**Aim:**
Copy the following lines verbatim.

**Provided entries:**
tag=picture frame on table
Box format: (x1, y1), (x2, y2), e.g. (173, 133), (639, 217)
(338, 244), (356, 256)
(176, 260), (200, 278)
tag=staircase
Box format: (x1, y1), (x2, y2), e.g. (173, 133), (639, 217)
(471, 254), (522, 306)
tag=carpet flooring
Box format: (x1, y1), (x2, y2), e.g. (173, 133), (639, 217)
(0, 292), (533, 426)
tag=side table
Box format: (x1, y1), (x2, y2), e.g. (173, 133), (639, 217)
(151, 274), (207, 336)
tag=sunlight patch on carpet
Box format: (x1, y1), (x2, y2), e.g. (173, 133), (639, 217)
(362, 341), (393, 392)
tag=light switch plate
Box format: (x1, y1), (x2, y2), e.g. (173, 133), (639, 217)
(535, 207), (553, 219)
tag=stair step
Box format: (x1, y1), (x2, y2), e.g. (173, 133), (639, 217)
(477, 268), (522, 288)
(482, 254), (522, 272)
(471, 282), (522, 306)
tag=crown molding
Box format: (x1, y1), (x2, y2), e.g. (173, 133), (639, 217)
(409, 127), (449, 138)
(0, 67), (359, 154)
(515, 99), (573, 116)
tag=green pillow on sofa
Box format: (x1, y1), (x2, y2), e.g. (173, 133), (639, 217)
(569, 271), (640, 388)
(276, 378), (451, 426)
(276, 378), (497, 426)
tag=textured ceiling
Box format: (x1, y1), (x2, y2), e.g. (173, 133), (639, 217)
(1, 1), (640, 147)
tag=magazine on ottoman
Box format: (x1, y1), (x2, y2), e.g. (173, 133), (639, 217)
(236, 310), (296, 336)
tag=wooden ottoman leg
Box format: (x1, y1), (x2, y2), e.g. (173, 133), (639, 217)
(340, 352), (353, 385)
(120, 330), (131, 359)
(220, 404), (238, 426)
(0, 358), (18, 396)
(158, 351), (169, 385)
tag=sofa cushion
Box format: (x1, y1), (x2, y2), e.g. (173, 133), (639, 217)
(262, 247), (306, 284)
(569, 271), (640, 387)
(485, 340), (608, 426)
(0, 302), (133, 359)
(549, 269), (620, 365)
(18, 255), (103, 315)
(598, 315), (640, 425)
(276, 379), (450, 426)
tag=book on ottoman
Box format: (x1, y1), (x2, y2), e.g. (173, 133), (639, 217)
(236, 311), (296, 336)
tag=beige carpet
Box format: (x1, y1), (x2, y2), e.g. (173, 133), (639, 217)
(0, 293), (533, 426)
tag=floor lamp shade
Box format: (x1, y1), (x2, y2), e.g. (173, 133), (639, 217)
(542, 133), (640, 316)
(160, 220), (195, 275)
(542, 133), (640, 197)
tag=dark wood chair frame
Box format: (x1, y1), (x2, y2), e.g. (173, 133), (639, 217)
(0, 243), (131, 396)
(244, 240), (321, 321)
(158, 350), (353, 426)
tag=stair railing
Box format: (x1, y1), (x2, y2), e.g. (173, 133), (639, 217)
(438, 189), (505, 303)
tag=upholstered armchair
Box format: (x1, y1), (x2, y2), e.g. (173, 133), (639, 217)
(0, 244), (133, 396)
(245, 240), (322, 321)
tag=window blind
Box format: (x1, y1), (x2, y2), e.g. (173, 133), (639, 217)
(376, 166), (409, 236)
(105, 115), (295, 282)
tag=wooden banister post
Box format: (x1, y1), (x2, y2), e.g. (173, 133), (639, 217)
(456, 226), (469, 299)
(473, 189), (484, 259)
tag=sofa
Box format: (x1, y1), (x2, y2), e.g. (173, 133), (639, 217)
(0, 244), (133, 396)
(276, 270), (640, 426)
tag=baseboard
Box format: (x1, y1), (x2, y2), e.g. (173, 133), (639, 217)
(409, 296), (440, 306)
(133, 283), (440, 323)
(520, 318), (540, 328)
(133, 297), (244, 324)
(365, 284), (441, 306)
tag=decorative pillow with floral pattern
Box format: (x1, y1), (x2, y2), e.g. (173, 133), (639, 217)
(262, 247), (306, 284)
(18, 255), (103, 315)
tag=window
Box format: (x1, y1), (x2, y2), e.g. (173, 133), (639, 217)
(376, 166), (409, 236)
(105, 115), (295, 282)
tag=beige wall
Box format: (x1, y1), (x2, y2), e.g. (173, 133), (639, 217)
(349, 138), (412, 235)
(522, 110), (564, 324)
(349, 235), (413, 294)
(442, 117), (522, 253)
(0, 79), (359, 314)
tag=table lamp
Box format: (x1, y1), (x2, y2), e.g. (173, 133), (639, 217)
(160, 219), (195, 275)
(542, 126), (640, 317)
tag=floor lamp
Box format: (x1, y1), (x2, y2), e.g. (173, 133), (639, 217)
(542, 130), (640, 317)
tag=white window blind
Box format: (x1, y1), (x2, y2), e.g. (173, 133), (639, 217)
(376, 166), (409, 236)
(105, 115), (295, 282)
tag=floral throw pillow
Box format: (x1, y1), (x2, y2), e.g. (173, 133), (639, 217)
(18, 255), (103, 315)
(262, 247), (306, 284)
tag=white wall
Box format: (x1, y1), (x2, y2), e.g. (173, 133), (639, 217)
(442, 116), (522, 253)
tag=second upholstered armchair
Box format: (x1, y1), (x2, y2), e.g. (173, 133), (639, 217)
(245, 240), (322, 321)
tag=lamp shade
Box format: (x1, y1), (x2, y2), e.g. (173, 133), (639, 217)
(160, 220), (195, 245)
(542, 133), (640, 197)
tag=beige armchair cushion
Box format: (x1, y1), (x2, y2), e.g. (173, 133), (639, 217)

**Answer to this problem:**
tag=picture frame on table
Box format: (x1, y1), (x2, y2), e.g. (173, 133), (639, 217)
(338, 244), (356, 256)
(176, 260), (200, 278)
tag=staircase
Box format: (x1, y1), (x2, y2), e.g. (173, 133), (639, 217)
(471, 254), (522, 306)
tag=carpet flooring
Box format: (x1, y1), (x2, y2), e.g. (173, 133), (639, 217)
(0, 292), (533, 426)
tag=side table
Box format: (x1, y1), (x2, y2), e.g. (173, 133), (639, 217)
(151, 274), (207, 336)
tag=sunlight patch on carpet
Box format: (x1, y1), (x2, y2), e.g. (173, 133), (639, 217)
(362, 341), (393, 392)
tag=light switch plate
Box format: (x1, y1), (x2, y2), e.g. (173, 133), (639, 217)
(535, 207), (553, 219)
tag=stair step
Box format: (x1, y1), (x2, y2), e.g. (173, 133), (639, 217)
(477, 268), (522, 288)
(482, 254), (522, 272)
(471, 282), (522, 306)
tag=crown molding
Box format: (x1, y1), (x2, y2), e.g. (173, 133), (639, 217)
(409, 127), (449, 138)
(0, 67), (359, 154)
(515, 99), (573, 116)
tag=green pillow on sofa
Box format: (x1, y1), (x2, y2), e.g. (173, 133), (639, 217)
(569, 271), (640, 388)
(276, 378), (451, 426)
(276, 378), (497, 426)
tag=textured ceiling
Box format: (x1, y1), (x2, y2), e.g. (173, 133), (639, 217)
(1, 1), (640, 147)
tag=magazine on ottoman
Box format: (x1, y1), (x2, y2), e.g. (173, 133), (639, 217)
(236, 310), (296, 336)
tag=wooden ottoman leg
Box format: (x1, y1), (x2, y2), e.g. (173, 133), (639, 217)
(340, 352), (353, 385)
(120, 330), (131, 359)
(220, 404), (238, 426)
(0, 358), (18, 396)
(158, 351), (169, 385)
tag=sofa cushion
Box format: (x1, y1), (x2, y2), e.g. (173, 133), (639, 217)
(262, 247), (306, 284)
(569, 271), (640, 387)
(485, 340), (608, 426)
(0, 302), (133, 359)
(549, 269), (620, 365)
(18, 255), (103, 315)
(598, 315), (640, 425)
(276, 379), (450, 426)
tag=book on ottoman
Box format: (x1, y1), (x2, y2), e.g. (173, 133), (639, 217)
(236, 311), (296, 336)
tag=beige carpet
Box format: (x1, y1), (x2, y2), e.g. (173, 133), (639, 217)
(0, 293), (533, 426)
tag=floor lamp shade
Box format: (x1, y1), (x2, y2), e.g. (173, 133), (639, 217)
(542, 133), (640, 316)
(160, 220), (195, 275)
(542, 133), (640, 197)
tag=dark wood chair frame
Box format: (x1, y1), (x2, y2), e.g. (173, 133), (639, 217)
(0, 243), (131, 396)
(244, 240), (321, 321)
(158, 350), (353, 426)
tag=stair railing
Box format: (x1, y1), (x2, y2), e.g. (173, 133), (639, 217)
(438, 189), (505, 303)
tag=upholstered armchair
Box format: (x1, y1), (x2, y2), e.g. (173, 133), (639, 217)
(0, 244), (133, 396)
(245, 240), (322, 321)
tag=window blind
Box format: (x1, y1), (x2, y2), e.g. (173, 133), (639, 217)
(376, 166), (409, 236)
(105, 115), (295, 282)
tag=wooden banister post
Box format: (x1, y1), (x2, y2), e.g. (173, 133), (639, 217)
(456, 226), (469, 299)
(473, 189), (484, 259)
tag=sofa
Box format: (x1, y1), (x2, y2), e.g. (173, 133), (639, 217)
(0, 244), (133, 396)
(276, 270), (640, 426)
tag=baseboard
Box format: (x1, y1), (x2, y2), e.g. (173, 133), (639, 217)
(409, 296), (440, 306)
(133, 283), (440, 323)
(520, 318), (540, 328)
(133, 297), (244, 324)
(365, 284), (441, 306)
tag=decorative pillow with floral pattern
Box format: (x1, y1), (x2, y2), e.g. (173, 133), (639, 217)
(262, 247), (306, 284)
(18, 255), (103, 315)
tag=window
Box format: (x1, y1), (x2, y2), e.g. (173, 133), (639, 217)
(376, 166), (409, 236)
(105, 115), (295, 282)
tag=beige wall
Box format: (x1, y1), (x2, y2), e.g. (173, 133), (639, 217)
(349, 138), (412, 235)
(522, 110), (564, 324)
(349, 235), (413, 294)
(442, 117), (522, 253)
(0, 79), (359, 314)
tag=table lamp
Box format: (x1, y1), (x2, y2), e.g. (173, 133), (639, 217)
(160, 219), (195, 275)
(542, 126), (640, 317)
tag=floor lamp
Box format: (x1, y1), (x2, y2), e.g. (173, 133), (639, 217)
(542, 130), (640, 317)
tag=white window blind
Box format: (x1, y1), (x2, y2), e.g. (173, 133), (639, 217)
(376, 166), (409, 236)
(105, 115), (295, 282)
tag=floral throw pillow
Box format: (x1, y1), (x2, y2), e.g. (173, 133), (639, 217)
(18, 255), (103, 315)
(262, 247), (306, 284)
tag=white wall
Box format: (x1, y1), (x2, y2), e.g. (173, 133), (639, 217)
(442, 116), (522, 253)
tag=second upholstered armchair
Box format: (x1, y1), (x2, y2), e.g. (173, 133), (639, 217)
(245, 240), (322, 321)
tag=lamp shade
Box format: (x1, y1), (x2, y2), e.g. (173, 133), (639, 217)
(160, 220), (195, 245)
(542, 133), (640, 197)
tag=beige armchair cushion
Box format: (x1, y1), (x2, y2), e.g. (173, 133), (639, 217)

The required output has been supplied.